§ **Required action A**: In the loan agreement excerpt, how much premium does the Borrower owe the Bank for refinancing the LIBOR Portion at a more favorable interest rate?
§ **Required action B**: Continue the loan agreement excerpt from the point where it stops.

§ **Text shown**:
==================================================
Notwithstanding such agreement not to refinance, should the Borrower refinance
the LIBOR Portion at a more favorable interest rate, the Borrower agrees to pay
the Bank a premium in the amount of One Thousand Dollars ($1,000.00). For
purposes hereunder, a "refinance" means any unscheduled payment of principal
amounts of the LIBOR Portion.

         LIBOR Rate: with respect to any LIBOR Portion for the related LIBOR
Period, an interest rate per annum, adjusted at the end of LIBOR Period (rounded
upwards, if necessary, to the next higher 1/16 of 1%) equal to the product of
(a) the Base LIBOR Rate (as hereinafter defined) and (b) Statutory Reserves,
plus (c) one percent (1%). For purposes of this definition, the term "Base LIBOR
Rate" shall mean the rate (rounded upwards, if necessary, to the next higher
1/16 of 1%) that is the offered rate at which deposits are being quoted to prime
banks in the London interbank market at 11:00 A.M., London time, for U.S. dollar
deposits that are approximately equal in principal amount to the LIBOR Portion
and for a maturity equal to the applicable LIBOR Period, as published by the
British Bankers Association, or equivalent organization. Interest shall be
calculated on the amount of the LIBOR Portion from the date of the LIBOR Request
and charged on the basis of actual days elapsed over a 360 day year. The
interest rate shall be based on the LIBOR Rate prevailing on a Banking Day, and
for those days which are not the Banking Days, the interest rate shall be based
on that LIBOR Rate in effect at the close of business on the next preceding
Banking Day, as determined by the Bank. Each

                                        3
<PAGE>

determination by the Bank of any LIBOR Rate shall, in the absence of manifest
error, be conclusive, and, at the Borrower's request, the Bank shall demonstrate
the basis for such determination.
==================================================
§ **Entries provided**:
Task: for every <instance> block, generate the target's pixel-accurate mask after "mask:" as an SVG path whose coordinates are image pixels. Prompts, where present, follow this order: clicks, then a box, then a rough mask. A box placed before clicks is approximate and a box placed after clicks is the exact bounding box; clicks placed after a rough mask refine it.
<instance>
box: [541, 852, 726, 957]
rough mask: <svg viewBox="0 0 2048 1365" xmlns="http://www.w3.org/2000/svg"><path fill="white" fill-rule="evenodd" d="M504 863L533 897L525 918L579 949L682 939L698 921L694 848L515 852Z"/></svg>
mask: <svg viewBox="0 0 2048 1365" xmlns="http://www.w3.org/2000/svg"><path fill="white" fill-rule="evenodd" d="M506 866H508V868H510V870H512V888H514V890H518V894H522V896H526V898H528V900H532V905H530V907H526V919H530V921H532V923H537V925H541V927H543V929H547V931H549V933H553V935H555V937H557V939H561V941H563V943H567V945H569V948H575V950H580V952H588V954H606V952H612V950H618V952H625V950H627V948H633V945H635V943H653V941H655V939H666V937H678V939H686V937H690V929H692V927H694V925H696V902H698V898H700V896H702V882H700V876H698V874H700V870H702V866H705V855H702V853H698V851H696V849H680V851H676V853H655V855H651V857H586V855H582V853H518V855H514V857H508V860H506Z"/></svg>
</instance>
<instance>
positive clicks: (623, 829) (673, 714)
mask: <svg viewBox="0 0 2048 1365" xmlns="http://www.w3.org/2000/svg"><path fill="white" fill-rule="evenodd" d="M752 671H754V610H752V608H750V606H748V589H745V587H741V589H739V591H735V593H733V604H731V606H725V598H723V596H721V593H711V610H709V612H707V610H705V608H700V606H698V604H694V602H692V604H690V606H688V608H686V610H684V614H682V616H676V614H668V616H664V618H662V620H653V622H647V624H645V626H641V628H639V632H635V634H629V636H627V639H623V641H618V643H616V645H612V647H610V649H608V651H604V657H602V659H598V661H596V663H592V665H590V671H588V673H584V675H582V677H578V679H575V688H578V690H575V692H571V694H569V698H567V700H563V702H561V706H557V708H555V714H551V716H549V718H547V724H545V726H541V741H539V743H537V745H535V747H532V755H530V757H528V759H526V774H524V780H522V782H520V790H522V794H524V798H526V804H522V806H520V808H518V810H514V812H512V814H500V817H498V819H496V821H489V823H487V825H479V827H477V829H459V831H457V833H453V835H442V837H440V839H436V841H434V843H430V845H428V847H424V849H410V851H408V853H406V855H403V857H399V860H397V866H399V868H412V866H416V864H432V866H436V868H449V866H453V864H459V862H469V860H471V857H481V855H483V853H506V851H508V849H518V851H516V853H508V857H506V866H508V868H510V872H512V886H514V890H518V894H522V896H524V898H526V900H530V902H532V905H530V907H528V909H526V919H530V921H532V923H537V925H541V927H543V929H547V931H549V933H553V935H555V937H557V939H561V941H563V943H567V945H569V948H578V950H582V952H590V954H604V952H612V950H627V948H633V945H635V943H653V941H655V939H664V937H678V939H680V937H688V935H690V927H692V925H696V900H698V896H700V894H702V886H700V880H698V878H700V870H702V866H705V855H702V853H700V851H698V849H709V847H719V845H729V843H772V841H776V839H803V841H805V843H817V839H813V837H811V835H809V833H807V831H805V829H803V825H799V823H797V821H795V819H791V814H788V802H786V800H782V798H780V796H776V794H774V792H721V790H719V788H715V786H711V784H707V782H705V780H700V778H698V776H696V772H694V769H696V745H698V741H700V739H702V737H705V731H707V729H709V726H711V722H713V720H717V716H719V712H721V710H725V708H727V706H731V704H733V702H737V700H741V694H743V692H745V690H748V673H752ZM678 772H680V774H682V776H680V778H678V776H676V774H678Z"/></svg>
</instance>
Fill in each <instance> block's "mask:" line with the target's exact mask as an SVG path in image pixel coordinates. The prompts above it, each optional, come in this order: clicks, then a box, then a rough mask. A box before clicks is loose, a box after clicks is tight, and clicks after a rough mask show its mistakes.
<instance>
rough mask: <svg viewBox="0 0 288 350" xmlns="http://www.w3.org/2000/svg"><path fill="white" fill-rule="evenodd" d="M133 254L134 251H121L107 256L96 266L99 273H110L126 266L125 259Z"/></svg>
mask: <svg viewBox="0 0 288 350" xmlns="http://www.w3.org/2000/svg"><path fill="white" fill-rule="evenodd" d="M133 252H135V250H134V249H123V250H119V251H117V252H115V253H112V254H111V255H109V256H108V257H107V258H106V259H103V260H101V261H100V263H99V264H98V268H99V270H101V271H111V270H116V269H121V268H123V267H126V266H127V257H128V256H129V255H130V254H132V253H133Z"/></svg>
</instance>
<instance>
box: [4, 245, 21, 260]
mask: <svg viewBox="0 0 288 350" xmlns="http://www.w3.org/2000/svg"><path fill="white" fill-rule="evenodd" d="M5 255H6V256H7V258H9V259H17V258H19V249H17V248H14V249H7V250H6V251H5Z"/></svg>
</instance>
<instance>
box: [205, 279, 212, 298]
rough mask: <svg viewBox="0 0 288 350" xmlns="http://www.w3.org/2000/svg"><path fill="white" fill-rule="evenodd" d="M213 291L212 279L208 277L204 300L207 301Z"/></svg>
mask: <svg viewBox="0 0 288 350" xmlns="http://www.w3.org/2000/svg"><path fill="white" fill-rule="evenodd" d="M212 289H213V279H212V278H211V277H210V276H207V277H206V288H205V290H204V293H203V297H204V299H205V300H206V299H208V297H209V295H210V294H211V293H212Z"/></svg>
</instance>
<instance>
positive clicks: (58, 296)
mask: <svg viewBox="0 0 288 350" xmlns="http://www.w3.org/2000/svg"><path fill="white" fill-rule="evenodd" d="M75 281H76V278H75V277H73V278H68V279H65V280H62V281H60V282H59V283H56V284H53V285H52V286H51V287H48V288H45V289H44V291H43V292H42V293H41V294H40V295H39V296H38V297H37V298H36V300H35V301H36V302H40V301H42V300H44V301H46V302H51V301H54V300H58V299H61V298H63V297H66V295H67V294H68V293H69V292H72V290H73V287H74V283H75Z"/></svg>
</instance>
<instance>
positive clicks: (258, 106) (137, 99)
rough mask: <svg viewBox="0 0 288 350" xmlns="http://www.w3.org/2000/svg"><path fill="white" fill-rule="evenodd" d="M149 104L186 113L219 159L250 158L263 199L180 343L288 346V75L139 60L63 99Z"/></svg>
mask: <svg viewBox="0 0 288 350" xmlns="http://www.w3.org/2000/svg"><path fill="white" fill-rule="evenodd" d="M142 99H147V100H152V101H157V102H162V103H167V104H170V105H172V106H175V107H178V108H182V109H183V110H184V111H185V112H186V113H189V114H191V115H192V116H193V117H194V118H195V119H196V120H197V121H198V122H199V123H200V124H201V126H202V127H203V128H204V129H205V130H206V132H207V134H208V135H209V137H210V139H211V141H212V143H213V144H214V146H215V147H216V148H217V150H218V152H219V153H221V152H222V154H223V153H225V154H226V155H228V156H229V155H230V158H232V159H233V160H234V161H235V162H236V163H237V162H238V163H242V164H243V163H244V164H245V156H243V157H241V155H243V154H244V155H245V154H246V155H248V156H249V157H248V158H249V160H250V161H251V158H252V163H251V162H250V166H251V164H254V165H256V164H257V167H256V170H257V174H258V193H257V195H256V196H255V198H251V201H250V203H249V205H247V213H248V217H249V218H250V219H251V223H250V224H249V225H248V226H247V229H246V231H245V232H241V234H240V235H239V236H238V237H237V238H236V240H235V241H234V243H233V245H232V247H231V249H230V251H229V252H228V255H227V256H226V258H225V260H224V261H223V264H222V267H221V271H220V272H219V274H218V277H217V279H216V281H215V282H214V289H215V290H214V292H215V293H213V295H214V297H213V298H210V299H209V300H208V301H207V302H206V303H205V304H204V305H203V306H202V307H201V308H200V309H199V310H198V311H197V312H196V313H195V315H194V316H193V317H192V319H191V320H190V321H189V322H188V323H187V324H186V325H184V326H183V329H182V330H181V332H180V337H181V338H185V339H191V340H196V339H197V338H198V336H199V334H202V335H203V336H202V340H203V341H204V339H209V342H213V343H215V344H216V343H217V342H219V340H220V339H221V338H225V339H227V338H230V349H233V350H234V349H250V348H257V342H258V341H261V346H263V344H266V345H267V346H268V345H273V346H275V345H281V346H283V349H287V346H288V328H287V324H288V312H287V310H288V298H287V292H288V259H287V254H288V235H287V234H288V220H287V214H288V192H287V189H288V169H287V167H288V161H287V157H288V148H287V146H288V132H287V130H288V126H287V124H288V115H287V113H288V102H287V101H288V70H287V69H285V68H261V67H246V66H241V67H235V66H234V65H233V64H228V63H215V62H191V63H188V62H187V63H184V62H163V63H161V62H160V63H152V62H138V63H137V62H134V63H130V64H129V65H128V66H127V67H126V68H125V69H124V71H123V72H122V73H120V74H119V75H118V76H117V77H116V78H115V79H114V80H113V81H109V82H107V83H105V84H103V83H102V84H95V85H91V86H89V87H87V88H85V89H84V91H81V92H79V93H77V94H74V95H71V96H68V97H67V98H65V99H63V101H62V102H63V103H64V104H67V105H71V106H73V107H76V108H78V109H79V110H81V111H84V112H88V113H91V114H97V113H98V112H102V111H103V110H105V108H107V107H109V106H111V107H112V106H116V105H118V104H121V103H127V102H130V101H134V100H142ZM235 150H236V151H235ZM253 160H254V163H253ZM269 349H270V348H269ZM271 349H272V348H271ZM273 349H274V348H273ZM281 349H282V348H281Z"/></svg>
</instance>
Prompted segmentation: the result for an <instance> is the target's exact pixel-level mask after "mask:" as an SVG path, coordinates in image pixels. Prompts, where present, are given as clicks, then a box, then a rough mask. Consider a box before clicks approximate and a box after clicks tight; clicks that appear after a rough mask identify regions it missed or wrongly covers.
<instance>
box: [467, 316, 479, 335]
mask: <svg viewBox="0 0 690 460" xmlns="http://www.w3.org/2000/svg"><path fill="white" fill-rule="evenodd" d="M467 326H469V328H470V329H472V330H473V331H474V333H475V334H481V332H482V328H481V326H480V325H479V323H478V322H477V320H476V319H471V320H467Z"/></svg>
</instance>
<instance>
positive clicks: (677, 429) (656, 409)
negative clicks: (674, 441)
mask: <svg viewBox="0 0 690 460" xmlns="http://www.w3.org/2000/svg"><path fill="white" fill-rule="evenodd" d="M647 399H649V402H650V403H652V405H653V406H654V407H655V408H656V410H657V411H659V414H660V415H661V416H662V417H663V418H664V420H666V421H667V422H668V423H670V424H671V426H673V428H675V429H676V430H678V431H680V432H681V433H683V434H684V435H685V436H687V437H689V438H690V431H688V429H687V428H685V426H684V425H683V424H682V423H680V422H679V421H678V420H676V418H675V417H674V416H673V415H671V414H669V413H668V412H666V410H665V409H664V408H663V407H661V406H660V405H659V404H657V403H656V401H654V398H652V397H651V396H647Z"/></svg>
==================================================
§ **Answer section A**: One Thousand Dollars ($1,000.00).

§ **Answer section B**:
         LIBOR Request: notice in writing (or by telephonic communication
confirmed by telex, telecopy or other facsimile transmission on the same day as
the telephone request from the Borrower to the Bank, no later than 11:00 a.m.
(Eastern Time)) on the first day of the LIBOR Period requesting that interest on
a LIBOR Portion be based on the LIBOR Rate, specifying: (i) the first day of the
LIBOR Period, (ii) the length of the LIBOR Period consistent with the definition
of that term, and (iii) a dollar amount of the LIBOR Portion consistent with the
definition of that term. In addition, requests for advances subsequent to the
initial advance shall be in writing (or by telephonic communication confirmed by
telex, telecopy or other facsimile transmission on the same day as the telephone
request no later than 11:00 a.m. Eastern Time) requesting an advance by
specifying a dollar amount of the LIBOR Portion, consistent with the definition
of that term. The Bank may deliver any Advances by direct deposit to any deposit
account of the Borrower with Bank or otherwise as directed in writing by the
Borrower. All such Advances shall represent binding obligations of the Borrower.
All LIBOR Requests must be made on a Banking Day.

         Statutory Reserves: a fraction (expressed as a decimal), the numerator
of which is the number one and the denominator of which is the number one minus
the aggregate of the maximum reserve percentages (including, without limitation,
any marginal, special, emergency or supplemental reserves), expressed as a
decimal, established by the Board and any other banking authority to which any
lender is subject for Eurocurrency Liabilities (as defined in Regulation D of
the Board). Such reserve percentages may include, without limitation, those
imposed under such Regulation D. LIBOR Portions of the Loan may be deemed to
constitute Eurocurrency Liabilities and as such may be deemed to be subject to
such reserve requirements without benefit of or credit for proration, exceptions
or offsets which may be available from time to time to the Bank under such
Regulation D. Statutory Reserves shall be adjusted automatically on and as of
the effective date of any change in any reserve percentage.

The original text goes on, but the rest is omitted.